- [Task]:
From the line containing "Target: hazy sky" to the final line of the entries, copy each line exactly. Pictures stay out.

Dataset entries
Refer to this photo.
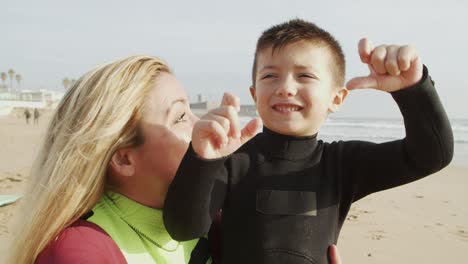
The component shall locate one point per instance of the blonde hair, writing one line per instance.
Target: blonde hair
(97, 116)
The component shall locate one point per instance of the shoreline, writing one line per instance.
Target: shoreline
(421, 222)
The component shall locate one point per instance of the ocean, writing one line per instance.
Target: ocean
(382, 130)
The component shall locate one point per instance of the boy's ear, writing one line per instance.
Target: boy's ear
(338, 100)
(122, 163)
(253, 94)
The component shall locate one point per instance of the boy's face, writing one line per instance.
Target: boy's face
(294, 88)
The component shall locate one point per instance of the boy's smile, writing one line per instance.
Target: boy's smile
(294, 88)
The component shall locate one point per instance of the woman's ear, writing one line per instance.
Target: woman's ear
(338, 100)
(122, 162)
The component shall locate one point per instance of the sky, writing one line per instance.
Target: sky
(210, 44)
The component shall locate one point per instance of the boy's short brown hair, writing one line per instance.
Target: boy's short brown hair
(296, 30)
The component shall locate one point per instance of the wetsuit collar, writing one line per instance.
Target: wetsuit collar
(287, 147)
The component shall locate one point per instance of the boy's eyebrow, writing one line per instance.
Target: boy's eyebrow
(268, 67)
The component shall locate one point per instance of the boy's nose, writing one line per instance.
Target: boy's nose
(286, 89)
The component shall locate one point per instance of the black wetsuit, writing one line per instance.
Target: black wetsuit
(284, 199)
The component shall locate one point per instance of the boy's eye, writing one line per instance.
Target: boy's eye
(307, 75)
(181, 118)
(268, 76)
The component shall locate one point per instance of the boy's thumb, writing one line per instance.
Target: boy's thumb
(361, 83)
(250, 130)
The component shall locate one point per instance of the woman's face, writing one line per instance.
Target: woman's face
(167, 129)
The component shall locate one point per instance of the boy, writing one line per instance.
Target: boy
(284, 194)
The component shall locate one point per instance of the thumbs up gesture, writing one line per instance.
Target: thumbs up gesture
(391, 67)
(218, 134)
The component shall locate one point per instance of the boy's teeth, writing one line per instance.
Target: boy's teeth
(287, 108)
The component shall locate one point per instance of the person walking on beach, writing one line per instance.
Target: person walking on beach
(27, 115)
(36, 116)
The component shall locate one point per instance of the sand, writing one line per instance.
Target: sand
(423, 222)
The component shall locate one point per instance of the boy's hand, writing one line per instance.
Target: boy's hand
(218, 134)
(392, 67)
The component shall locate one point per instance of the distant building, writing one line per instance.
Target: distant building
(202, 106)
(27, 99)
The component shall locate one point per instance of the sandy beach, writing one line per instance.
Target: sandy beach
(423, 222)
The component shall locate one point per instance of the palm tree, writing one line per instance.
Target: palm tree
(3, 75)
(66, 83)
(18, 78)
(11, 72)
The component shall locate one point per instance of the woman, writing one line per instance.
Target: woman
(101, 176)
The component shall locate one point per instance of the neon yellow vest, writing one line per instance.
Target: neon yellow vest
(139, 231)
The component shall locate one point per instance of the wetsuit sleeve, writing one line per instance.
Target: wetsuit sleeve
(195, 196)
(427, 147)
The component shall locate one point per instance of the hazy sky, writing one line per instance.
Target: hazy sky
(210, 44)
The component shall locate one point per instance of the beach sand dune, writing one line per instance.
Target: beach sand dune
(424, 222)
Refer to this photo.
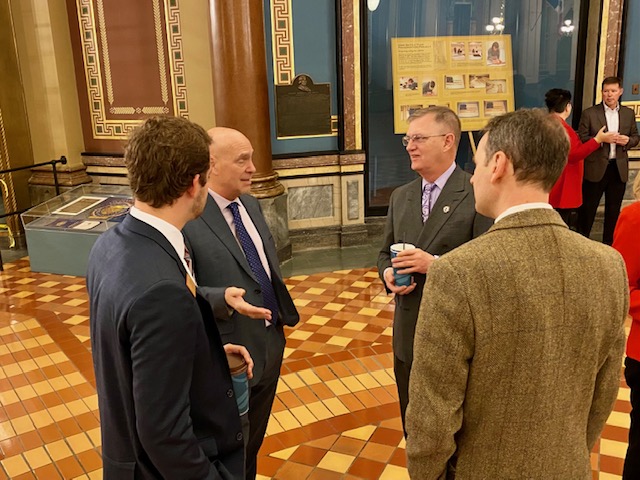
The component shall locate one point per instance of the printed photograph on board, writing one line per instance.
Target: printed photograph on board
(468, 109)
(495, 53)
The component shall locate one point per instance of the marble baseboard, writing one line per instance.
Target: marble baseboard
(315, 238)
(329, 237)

- [Result of this exercise]:
Target: hazy sky
(210, 44)
The component shall locate one point per instance of the beach sand dune, writing one line per instance.
Target: beach sand dune
(424, 222)
Refer to this photo.
The component shall locate one point per instance of the printed photograph on board, writing one line per instance.
Target: printed photograph on board
(468, 109)
(495, 53)
The component shall locate one point per instance of the marble baseboard, writing one line per instance.
Target: marble baseboard
(315, 238)
(329, 237)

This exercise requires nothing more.